- _Assigned task_:
How would you translate into Spanish the sentence "Another example is a smooth model of the Barth–Nieto quintic." from the excerpt on Calabi–Yau manifolds?

:: Excerpt provided ::

Non simply-connected examples are given by abelian surfaces, which are real 4-tori $\mathbb{T}^4$ equipped with a complex manifold structure. Enriques surfaces and hyperelliptic surfaces have first Chern class that vanishes as an element of the real cohomology group, but not as an element of the integral cohomology group, so Yau's theorem about the existence of a Ricci-flat metric still applies to them but they are sometimes not considered to be Calabi-Yau manifolds. Abelian surfaces are sometimes excluded from the classification of being Calabi-Yau, as their holonomy (again the trivial group) is a proper subgroup of $\mathrm{SU}(2)$, instead of being isomorphic to $\mathrm{SU}(2)$. However, the Enriques surface subset do not conform entirely to the $\mathrm{SU}(2)$ subgroup in the String theory landscape.

=== CY threefolds ===
In three complex dimensions, classification of the possible Calabi-Yau manifolds is an open problem, although Yau suspects that there is a finite number of families (albeit a much bigger number than his estimate from 20 years ago). In turn, it has also been conjectured by Miles Reid that the number of topological types of Calabi–Yau 3-folds is infinite, and that they can all be transformed continuously (through certain mild singularizations such as conifolds) one into another—much as Riemann surfaces can. One example of a three-dimensional Calabi-Yau manifold is a non-singular quintic threefold in $\mathbb{CP}^4$, which is the algebraic variety consisting of all of the zeros of a homogeneous quintic polynomial in the homogeneous coordinates of the $\mathbb{CP}^4$. Another example is a smooth model of the Barth–Nieto quintic. Some discrete quotients of the quintic by various $\mathbb{Z}_5$ actions are also Calabi-Yau and have received a lot of attention in the literature. One of these is related to the original quintic by mirror symmetry.

:::
:: Recorded information ::

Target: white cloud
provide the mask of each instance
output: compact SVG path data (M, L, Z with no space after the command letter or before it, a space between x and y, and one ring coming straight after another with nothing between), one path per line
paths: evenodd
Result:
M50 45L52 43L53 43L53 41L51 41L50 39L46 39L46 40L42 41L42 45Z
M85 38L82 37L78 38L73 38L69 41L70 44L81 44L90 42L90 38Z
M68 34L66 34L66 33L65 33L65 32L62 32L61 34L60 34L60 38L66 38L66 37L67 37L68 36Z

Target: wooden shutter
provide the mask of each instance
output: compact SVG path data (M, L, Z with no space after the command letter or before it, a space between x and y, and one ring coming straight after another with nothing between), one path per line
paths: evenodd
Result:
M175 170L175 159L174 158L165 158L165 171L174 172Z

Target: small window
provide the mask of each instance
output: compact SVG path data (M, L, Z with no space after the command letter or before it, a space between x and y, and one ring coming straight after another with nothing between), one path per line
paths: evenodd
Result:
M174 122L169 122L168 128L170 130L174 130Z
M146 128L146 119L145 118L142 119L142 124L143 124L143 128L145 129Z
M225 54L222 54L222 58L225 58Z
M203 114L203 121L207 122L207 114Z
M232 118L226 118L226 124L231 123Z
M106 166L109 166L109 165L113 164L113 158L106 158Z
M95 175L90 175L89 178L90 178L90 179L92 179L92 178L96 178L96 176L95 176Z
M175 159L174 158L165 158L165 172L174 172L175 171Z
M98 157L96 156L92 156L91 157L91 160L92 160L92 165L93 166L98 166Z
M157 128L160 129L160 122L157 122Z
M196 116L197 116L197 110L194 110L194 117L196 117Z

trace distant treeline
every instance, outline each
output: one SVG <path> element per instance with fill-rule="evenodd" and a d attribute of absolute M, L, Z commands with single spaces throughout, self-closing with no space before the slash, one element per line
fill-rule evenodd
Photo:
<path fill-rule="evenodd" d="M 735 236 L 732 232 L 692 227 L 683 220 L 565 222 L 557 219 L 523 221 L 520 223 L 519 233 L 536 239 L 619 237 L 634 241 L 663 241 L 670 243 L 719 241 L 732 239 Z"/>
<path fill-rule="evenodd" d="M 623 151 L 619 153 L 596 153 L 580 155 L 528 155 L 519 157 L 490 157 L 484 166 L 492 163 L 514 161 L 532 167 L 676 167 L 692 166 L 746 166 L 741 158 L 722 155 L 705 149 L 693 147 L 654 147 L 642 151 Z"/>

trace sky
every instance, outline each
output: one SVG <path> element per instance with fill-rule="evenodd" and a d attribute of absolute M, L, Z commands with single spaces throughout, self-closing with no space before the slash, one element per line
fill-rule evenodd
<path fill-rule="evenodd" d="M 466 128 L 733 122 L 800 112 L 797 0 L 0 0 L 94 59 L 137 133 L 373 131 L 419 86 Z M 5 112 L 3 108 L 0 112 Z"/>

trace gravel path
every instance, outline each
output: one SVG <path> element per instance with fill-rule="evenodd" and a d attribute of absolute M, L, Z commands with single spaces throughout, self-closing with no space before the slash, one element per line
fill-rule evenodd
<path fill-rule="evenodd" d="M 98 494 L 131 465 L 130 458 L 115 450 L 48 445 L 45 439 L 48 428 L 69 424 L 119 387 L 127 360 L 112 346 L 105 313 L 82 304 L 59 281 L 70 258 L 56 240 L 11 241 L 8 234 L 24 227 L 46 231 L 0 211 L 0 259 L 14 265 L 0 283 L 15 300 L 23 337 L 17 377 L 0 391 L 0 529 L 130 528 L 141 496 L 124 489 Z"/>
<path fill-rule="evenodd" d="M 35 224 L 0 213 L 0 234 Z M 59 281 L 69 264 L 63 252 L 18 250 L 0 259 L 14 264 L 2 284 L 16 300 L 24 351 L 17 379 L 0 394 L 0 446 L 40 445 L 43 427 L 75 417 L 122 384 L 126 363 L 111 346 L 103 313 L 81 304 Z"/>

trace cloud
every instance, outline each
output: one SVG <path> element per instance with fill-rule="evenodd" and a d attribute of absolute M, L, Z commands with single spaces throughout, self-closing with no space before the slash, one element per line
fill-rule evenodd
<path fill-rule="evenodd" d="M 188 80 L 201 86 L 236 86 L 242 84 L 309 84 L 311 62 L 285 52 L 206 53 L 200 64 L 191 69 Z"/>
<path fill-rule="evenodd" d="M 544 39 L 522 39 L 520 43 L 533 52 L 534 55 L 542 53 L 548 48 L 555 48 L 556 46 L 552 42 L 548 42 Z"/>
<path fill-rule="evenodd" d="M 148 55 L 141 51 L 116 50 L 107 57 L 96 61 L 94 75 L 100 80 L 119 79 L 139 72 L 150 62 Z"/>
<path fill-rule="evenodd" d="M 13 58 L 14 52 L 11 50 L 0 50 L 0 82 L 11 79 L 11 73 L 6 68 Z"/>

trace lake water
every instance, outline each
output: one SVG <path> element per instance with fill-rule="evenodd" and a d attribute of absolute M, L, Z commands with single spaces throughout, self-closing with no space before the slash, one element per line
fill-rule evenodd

:::

- _The answer_:
Otro ejemplo es un modelo liso de la quíntica de Barth–Nieto.